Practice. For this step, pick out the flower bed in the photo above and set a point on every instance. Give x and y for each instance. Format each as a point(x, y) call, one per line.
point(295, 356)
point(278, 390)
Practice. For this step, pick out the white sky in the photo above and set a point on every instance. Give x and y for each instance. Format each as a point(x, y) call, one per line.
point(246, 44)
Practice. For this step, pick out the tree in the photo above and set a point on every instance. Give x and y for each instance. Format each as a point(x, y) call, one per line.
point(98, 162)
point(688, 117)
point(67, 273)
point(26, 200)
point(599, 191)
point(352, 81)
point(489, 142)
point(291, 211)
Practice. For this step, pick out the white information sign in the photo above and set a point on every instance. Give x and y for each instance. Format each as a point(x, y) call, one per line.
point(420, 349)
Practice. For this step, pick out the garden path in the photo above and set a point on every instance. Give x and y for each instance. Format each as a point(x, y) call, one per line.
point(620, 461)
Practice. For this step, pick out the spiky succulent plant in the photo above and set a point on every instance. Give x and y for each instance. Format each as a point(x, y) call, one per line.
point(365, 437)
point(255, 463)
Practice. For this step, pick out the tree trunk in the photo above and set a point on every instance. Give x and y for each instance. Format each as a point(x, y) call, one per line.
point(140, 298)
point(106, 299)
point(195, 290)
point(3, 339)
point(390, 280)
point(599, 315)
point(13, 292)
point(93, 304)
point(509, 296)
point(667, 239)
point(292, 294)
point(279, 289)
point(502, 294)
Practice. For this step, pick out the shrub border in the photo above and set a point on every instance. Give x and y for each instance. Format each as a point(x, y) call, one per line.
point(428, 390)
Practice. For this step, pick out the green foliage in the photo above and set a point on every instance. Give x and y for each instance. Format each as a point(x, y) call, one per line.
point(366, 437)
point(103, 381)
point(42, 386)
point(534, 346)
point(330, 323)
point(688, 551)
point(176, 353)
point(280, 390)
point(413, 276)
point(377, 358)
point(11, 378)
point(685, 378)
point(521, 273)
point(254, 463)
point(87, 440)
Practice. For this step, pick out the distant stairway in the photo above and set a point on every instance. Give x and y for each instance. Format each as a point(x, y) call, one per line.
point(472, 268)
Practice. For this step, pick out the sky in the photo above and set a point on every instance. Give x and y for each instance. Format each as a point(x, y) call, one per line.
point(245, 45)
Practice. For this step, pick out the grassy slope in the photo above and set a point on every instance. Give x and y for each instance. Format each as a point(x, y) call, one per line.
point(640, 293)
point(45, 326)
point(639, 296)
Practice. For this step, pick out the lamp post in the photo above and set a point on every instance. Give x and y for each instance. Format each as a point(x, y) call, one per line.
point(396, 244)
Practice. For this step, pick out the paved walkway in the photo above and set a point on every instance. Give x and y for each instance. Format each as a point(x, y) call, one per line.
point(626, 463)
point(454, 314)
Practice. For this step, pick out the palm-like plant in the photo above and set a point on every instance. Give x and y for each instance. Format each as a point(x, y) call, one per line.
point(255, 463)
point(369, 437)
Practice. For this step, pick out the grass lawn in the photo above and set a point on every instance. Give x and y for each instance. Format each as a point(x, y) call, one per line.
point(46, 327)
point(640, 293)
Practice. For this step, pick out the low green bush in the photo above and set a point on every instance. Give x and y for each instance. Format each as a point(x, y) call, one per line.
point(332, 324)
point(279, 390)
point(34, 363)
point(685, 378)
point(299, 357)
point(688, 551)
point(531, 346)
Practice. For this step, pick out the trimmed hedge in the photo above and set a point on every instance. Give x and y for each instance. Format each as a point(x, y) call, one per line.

************

### SHORT EXERCISE
Please print the lines from the one with "Practice. For this step, pick out the shrub" to the one with "point(428, 390)" in the records above, word for word.

### THE COMPLETED TASK
Practice. For this step, pick out the shrub border in the photo above and set a point on every instance. Give x and y for each instance. Format each as a point(x, y) call, one per line.
point(428, 390)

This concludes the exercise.